Given request: Copy each line exactly. Drop every picture.

Data for this task:
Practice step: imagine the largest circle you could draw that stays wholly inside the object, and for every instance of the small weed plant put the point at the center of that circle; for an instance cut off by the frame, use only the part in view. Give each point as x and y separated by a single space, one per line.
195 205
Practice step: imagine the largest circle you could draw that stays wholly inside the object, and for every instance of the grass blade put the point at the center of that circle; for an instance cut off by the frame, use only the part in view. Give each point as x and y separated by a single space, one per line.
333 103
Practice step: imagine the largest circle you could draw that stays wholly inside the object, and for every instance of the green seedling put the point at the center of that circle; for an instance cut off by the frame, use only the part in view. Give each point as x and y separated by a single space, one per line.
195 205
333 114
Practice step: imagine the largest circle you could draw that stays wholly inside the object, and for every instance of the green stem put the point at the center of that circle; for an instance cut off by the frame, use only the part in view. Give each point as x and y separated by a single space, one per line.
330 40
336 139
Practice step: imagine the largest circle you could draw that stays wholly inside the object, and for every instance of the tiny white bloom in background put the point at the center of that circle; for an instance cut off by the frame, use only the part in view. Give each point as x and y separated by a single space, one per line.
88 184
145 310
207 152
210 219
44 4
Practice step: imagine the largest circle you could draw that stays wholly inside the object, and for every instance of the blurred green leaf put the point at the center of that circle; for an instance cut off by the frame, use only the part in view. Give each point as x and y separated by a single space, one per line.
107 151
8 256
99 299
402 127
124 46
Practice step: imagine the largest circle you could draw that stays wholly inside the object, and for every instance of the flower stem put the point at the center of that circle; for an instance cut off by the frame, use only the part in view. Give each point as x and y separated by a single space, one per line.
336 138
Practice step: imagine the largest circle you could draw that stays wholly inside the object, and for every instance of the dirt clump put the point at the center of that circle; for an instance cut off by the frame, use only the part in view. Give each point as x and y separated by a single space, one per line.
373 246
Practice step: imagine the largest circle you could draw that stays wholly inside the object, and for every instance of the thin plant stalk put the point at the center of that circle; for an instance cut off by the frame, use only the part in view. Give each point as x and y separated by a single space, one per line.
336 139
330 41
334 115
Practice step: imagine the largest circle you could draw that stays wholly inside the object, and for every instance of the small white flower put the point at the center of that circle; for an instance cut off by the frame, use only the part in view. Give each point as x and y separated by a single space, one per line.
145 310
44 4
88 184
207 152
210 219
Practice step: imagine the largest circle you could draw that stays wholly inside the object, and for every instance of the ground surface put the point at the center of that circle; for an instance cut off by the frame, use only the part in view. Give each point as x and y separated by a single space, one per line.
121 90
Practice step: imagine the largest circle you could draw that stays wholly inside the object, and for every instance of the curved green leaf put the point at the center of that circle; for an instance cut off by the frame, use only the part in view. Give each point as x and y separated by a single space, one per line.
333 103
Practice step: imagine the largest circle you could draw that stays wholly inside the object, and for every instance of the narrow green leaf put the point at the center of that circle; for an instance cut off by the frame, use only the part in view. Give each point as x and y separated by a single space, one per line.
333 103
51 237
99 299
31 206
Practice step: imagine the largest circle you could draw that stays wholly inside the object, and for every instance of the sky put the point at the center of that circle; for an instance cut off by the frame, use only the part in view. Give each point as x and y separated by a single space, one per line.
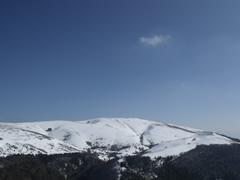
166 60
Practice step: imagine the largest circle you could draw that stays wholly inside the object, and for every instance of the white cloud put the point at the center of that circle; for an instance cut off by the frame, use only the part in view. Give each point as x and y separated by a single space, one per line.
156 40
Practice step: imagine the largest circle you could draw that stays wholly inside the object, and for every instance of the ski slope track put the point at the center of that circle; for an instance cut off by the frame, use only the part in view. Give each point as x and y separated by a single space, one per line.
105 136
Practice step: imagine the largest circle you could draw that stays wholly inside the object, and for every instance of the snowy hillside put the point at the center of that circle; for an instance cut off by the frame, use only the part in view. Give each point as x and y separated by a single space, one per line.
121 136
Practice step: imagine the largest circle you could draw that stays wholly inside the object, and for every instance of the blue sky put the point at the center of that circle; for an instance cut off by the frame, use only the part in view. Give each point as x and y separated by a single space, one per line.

Completed exercise:
Practice step: imagine the largest circle you could draw that stays wholly inside the object, and for every instance of the small weed plant put the point at the center of that circle; for an instance cut off by the frame, use only the part in view. Give each point as x and y separated by a single space, one per line.
195 205
Practice step: imagine the largest circle you could draw that stays wholly inside the object, and for every instance of the grass blade put the point at the center of that circle; for an instance cut off by the frame, use only the part in view. Give each point as x and y separated by a single space, one per line.
333 103
Practice step: imagine the largest circle you could draw that stays wholly inside the object, and for every instance of the green seedling put the point at the center of that circle; for an instance cut off by the frame, use only the part in view. Give each point as x and y separated by a single space, one per line.
195 205
333 114
Practice step: imagine the largest circle you could draw that stays wholly inside the object, and for every instance of the green stem put the point at the center of that circle; for an instance cut off by the frame, use only the part in view. Give each point as x and y separated by a single space, one per line.
330 40
336 139
Practice step: imagine the largest circle you could draw that stays wholly inside the object, and for every instance of the tiny white bloom in background put the point at the center of that circle; for an instance cut off by the frame, use only the part in view. Give each point as x and y separated by a single space, one per line.
88 184
145 310
207 152
210 219
44 4
Practice step: imagine the largest circle you could draw that stays wholly inside the object, and for every instance of the blurred green leaf put the point at the center of that circle; for an instance cut off by the frame, use only the part in view. Give each point as x and y separated by a single space, one per line.
107 151
8 256
99 299
402 127
124 46
Practice step: imagine the largest circle you could draw that stays wholly inside the object, and for every instance of the flower stem put the point at the center of that circle; for an instance cut off by the frame, use only the part in view. Give each point as x and y separated by a single space, one per line.
336 138
Practice step: imagine the largest circle you could draw that stays wholly inside the object, and for every instance of the dirt clump put the point at the center of that circle; for an instance cut off by the frame, use only the part in view. Give each point as x and y separated by a single space, one per line.
373 246
Practice step: imagine the largest circle you could draw that stays wholly inside the object, and for every instance of the thin plant stalk put the point at the center of that circle; for an instance cut off by the frame, use only the part in view. Give each point as x and y separated by a single space, one per line.
336 139
330 41
334 115
Practice step: imagine the largest circle you could draw that stays wholly inside the object, and for every instance of the small white flower put the point at the center of that circle; for an instance cut off by the frame, use only the part in view. Give each point as x and y separated by a single space, one per line.
145 310
44 4
88 184
207 152
210 219
Practice step: imagine the largest circle you could draw that stays wholly inside the object, and for every instance of the ground surface put the point at the center of that circle; for an instance cut off by the frame, use only the part in view. Give each point as x and y separated by a single space, one per line.
121 90
Practice step: imagine the largest circle you could draw that stays wholly inside the object, and for every instance of the curved green leaf put the point at the center of that circle; for an instance cut off by the frame, use only the part in view. Give each point as x and y separated by a single space, one per line.
333 103
Practice step: imagine the largest circle you could draw that stays wholly inside the object, and for every instance of the narrow green leaf put the point at the center of that circle; for an instance cut off by the frame, use only the part in view. Give each point as x and y separated by a single space, one per line.
333 103
51 237
99 299
31 206
Practice step: imagine the largest circle you could draw that stays wholly inside the object, and for every instance of the sky put the point at the center of that circle; for an instance cut off by the frame, use only the part in view. Give each point as x and y separated by a single space, one per line.
166 60
Practice step: imagine the largest circle you could draw that stays wholly inside the object, and for every instance of the white cloud put the point at the center of that circle; for an instance cut off by the frame, use only the part in view. Give each point as x and y separated by a single space, one per line.
156 40
Practice step: imagine the largest circle you could draw that stays wholly inside the object, and for every instance of the ski slope track put the point at the center of that circle; for an instance cut off by the frame, use only the part in view. Give each point as x and y separated by a single space, one per line.
105 136
Practice step: imagine the largest circle you could draw that stays wholly inside the object, and for every instance of the snowy hillside put the point at the center of that circle; for an instance cut off by the frame, use only the part in view. Give each point as x and y separated by a single space, one per line.
121 136
Practice step: imagine the largest circle you could draw that stays wholly inside the object, and for every instance of the blue sky put the point at the center of that circle; for an instance cut off by the frame, use only the part in view. Give each point as x and y separated by a single space, one per line.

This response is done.